> **DATASET RECORDS**:
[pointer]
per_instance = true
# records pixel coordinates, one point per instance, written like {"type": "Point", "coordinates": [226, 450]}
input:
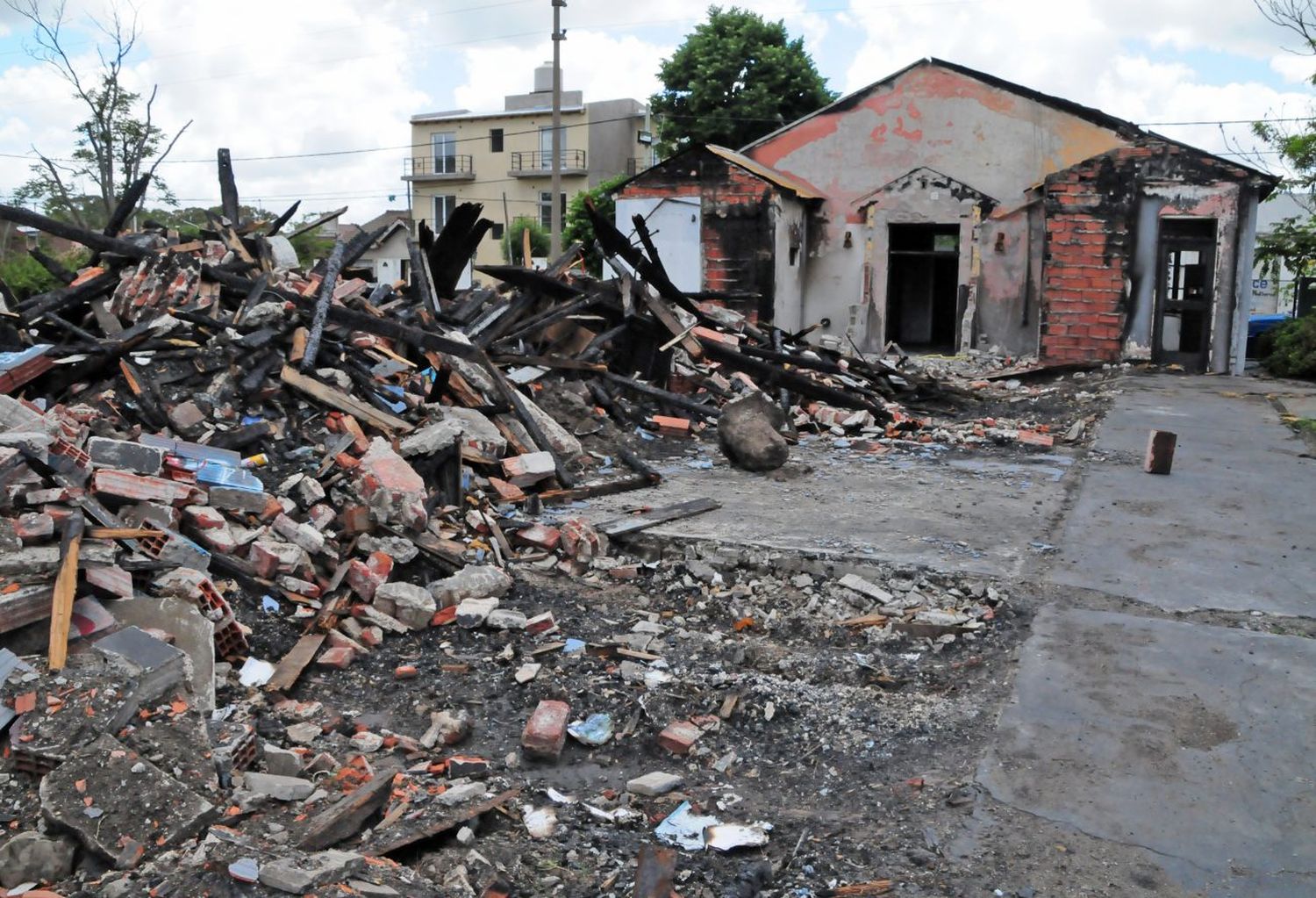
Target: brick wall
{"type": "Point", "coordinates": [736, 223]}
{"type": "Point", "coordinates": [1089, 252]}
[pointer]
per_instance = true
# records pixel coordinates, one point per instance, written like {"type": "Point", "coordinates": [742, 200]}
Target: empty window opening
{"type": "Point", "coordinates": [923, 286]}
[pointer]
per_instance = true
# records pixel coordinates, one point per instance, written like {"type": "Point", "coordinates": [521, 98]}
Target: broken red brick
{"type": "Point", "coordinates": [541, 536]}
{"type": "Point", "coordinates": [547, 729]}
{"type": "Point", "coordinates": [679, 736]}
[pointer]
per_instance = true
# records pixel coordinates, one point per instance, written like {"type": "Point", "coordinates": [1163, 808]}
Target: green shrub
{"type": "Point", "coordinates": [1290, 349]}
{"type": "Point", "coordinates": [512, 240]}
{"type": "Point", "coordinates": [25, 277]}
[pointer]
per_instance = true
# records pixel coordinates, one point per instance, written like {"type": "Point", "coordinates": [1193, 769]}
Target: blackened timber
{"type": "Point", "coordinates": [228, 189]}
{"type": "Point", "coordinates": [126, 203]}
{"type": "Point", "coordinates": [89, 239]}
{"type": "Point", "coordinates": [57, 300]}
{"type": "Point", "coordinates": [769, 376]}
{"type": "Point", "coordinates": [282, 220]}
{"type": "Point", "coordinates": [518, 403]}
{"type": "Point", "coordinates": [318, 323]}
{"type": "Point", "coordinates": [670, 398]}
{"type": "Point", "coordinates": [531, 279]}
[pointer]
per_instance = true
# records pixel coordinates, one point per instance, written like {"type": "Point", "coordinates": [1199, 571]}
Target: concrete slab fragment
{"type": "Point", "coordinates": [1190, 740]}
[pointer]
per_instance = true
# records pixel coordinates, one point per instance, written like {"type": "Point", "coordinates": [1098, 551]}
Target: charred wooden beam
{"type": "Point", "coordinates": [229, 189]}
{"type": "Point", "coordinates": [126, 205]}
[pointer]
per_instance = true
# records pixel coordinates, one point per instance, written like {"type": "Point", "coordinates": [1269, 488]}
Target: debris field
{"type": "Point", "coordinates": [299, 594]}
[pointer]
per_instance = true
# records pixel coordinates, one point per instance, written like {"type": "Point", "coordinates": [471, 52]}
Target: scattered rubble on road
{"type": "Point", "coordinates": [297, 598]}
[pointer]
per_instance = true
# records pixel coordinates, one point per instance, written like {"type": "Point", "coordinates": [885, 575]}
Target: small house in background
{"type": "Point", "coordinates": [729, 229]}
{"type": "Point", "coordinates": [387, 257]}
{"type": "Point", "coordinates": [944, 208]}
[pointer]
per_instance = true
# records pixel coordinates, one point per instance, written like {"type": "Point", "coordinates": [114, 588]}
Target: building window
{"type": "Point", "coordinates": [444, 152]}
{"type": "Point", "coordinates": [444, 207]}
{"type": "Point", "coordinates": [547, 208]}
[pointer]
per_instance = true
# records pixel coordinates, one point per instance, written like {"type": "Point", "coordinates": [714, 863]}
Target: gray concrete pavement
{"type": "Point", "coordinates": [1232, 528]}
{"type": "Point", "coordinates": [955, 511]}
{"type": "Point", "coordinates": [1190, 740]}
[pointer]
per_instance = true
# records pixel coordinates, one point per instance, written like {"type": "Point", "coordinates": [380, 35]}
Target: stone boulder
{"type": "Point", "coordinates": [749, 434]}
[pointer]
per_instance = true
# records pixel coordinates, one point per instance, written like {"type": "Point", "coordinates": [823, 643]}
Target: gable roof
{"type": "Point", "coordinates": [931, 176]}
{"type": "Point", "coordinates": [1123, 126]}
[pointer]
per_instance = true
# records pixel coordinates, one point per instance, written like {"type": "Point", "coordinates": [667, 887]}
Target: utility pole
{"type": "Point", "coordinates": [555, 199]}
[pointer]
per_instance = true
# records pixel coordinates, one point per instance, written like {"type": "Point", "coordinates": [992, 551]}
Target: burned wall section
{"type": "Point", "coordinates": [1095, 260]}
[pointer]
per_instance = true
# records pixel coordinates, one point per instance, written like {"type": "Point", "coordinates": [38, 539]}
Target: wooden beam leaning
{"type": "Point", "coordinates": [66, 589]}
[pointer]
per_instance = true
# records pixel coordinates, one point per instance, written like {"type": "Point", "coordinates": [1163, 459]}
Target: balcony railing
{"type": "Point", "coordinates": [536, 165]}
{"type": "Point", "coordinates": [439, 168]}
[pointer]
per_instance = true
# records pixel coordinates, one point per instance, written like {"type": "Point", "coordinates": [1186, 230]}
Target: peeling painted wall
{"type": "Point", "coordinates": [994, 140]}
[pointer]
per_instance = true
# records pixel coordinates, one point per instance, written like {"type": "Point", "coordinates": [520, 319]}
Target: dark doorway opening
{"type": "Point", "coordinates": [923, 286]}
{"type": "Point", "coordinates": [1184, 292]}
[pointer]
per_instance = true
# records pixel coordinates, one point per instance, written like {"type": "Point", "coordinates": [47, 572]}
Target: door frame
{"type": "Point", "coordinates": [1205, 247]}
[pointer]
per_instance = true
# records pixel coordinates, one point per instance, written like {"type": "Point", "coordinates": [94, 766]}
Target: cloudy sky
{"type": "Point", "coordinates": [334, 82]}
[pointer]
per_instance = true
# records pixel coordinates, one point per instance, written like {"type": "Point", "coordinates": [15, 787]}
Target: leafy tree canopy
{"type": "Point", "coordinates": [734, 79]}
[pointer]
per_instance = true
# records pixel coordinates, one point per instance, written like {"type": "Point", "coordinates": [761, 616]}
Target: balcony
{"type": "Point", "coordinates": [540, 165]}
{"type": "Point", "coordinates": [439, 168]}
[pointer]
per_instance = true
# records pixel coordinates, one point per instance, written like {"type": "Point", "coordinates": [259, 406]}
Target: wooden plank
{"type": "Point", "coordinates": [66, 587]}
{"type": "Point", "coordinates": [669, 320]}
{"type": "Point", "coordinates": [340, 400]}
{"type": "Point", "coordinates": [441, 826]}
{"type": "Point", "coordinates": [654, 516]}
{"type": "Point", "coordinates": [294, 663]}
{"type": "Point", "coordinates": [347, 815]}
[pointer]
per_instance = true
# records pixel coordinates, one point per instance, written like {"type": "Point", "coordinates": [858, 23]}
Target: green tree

> **ABOUT THIS TASK**:
All of the lines above should be retyped precisely, apart from the pictures.

> **REPLY**:
[pointer]
per_instance = true
# records pixel coordinates, one point per instance, written like {"type": "Point", "coordinates": [226, 450]}
input:
Target: brick wall
{"type": "Point", "coordinates": [736, 223]}
{"type": "Point", "coordinates": [1089, 252]}
[pointer]
per_instance = true
# records pixel coordinates, one point per instance, written like {"type": "Point", "coordinates": [742, 200]}
Target: empty window opening
{"type": "Point", "coordinates": [923, 286]}
[pointer]
per_instance = true
# records pixel coordinates, one point per instance, written like {"type": "Point", "coordinates": [521, 98]}
Target: broken red brick
{"type": "Point", "coordinates": [541, 536]}
{"type": "Point", "coordinates": [547, 729]}
{"type": "Point", "coordinates": [679, 736]}
[pointer]
per_instance = true
# records pixel coordinates, one point per instance, written like {"type": "Point", "coordinates": [1163, 808]}
Target: green shrub
{"type": "Point", "coordinates": [1290, 349]}
{"type": "Point", "coordinates": [512, 240]}
{"type": "Point", "coordinates": [25, 277]}
[pointer]
per_instance = true
# records pixel coordinates, one point per instance, written like {"type": "Point", "coordinates": [1193, 769]}
Target: blackened timber
{"type": "Point", "coordinates": [228, 189]}
{"type": "Point", "coordinates": [126, 203]}
{"type": "Point", "coordinates": [89, 239]}
{"type": "Point", "coordinates": [57, 300]}
{"type": "Point", "coordinates": [769, 376]}
{"type": "Point", "coordinates": [282, 220]}
{"type": "Point", "coordinates": [518, 403]}
{"type": "Point", "coordinates": [318, 323]}
{"type": "Point", "coordinates": [670, 398]}
{"type": "Point", "coordinates": [531, 279]}
[pointer]
per_instance = true
# records pixel coordinates, one point per instance, written like {"type": "Point", "coordinates": [1199, 571]}
Target: concrete slab fragment
{"type": "Point", "coordinates": [1190, 740]}
[pointer]
per_instance = true
# records pixel coordinates, one point per instance, written like {"type": "Point", "coordinates": [1098, 551]}
Target: charred wooden beam
{"type": "Point", "coordinates": [229, 189]}
{"type": "Point", "coordinates": [126, 205]}
[pointer]
per_instance = true
# records pixel coordinates, one point per instance, written like {"type": "Point", "coordinates": [1269, 488]}
Target: debris field
{"type": "Point", "coordinates": [299, 594]}
[pointer]
per_instance = true
# records pixel coordinates, one point per instance, written like {"type": "Point", "coordinates": [471, 52]}
Target: scattered rubble on road
{"type": "Point", "coordinates": [297, 598]}
[pointer]
per_instance = true
# records pixel coordinates, one point per instance, written like {"type": "Point", "coordinates": [885, 575]}
Target: small house in background
{"type": "Point", "coordinates": [729, 229]}
{"type": "Point", "coordinates": [387, 257]}
{"type": "Point", "coordinates": [944, 208]}
[pointer]
per_instance = true
# records pixel coordinates, one point per instance, written like {"type": "Point", "coordinates": [114, 588]}
Target: building window
{"type": "Point", "coordinates": [444, 152]}
{"type": "Point", "coordinates": [444, 207]}
{"type": "Point", "coordinates": [547, 208]}
[pointer]
per_instance = true
# records pixel coordinates, one point per instance, written like {"type": "Point", "coordinates": [714, 863]}
Target: gray concrete pavement
{"type": "Point", "coordinates": [1232, 528]}
{"type": "Point", "coordinates": [955, 511]}
{"type": "Point", "coordinates": [1190, 740]}
[pointer]
per_instance = true
# records pixel coordinates, one point per instance, written like {"type": "Point", "coordinates": [380, 35]}
Target: stone boulder
{"type": "Point", "coordinates": [749, 434]}
[pointer]
per_instance = true
# records pixel coordinates, one point per instance, written like {"type": "Point", "coordinates": [823, 643]}
Target: gable roof
{"type": "Point", "coordinates": [931, 176]}
{"type": "Point", "coordinates": [1123, 126]}
[pointer]
per_instance = true
# records pixel coordinates, one point per instance, written like {"type": "Point", "coordinates": [667, 887]}
Target: utility pole
{"type": "Point", "coordinates": [555, 199]}
[pointer]
per_instance = true
# records pixel coordinates, one point per instance, written like {"type": "Point", "coordinates": [992, 551]}
Target: burned wall section
{"type": "Point", "coordinates": [1095, 260]}
[pointer]
per_instance = true
# records pixel coordinates, one point per instance, written like {"type": "Point", "coordinates": [38, 539]}
Target: wooden beam leaning
{"type": "Point", "coordinates": [66, 589]}
[pointer]
per_instance = true
# records pixel coordinates, one point per instance, written like {"type": "Point", "coordinates": [1163, 459]}
Target: balcony railing
{"type": "Point", "coordinates": [536, 165]}
{"type": "Point", "coordinates": [439, 168]}
[pointer]
per_instance = true
# records pixel coordinates, one point per instance, written like {"type": "Point", "coordinates": [1186, 230]}
Target: peeling painted wall
{"type": "Point", "coordinates": [994, 140]}
[pointer]
per_instance = true
# records pixel coordinates, one point per instance, written like {"type": "Point", "coordinates": [520, 319]}
Target: dark doorway opening
{"type": "Point", "coordinates": [923, 286]}
{"type": "Point", "coordinates": [1184, 292]}
[pointer]
per_instance = true
# records pixel coordinates, one point per instance, written like {"type": "Point", "coordinates": [47, 572]}
Target: door frame
{"type": "Point", "coordinates": [1205, 247]}
[pointer]
per_instance = true
# records pixel coordinates, one point per instance, written like {"type": "Point", "coordinates": [94, 766]}
Target: cloudy sky
{"type": "Point", "coordinates": [334, 82]}
[pointer]
per_instance = true
# records pixel coordinates, one point per instance, written like {"type": "Point", "coordinates": [15, 787]}
Target: leafy tree canopy
{"type": "Point", "coordinates": [734, 79]}
[pointer]
per_instance = true
# records pixel coordinates, one point per instance, written like {"type": "Point", "coordinates": [761, 616]}
Target: balcony
{"type": "Point", "coordinates": [540, 165]}
{"type": "Point", "coordinates": [439, 168]}
[pointer]
per_instance = true
# records pixel coordinates, one point per instance, written like {"type": "Point", "coordinates": [259, 406]}
Target: wooden plank
{"type": "Point", "coordinates": [66, 587]}
{"type": "Point", "coordinates": [669, 320]}
{"type": "Point", "coordinates": [340, 400]}
{"type": "Point", "coordinates": [441, 826]}
{"type": "Point", "coordinates": [654, 516]}
{"type": "Point", "coordinates": [294, 663]}
{"type": "Point", "coordinates": [347, 815]}
[pointer]
per_instance = true
# records pixel coordinates, one point per instance, written like {"type": "Point", "coordinates": [858, 23]}
Target: green tree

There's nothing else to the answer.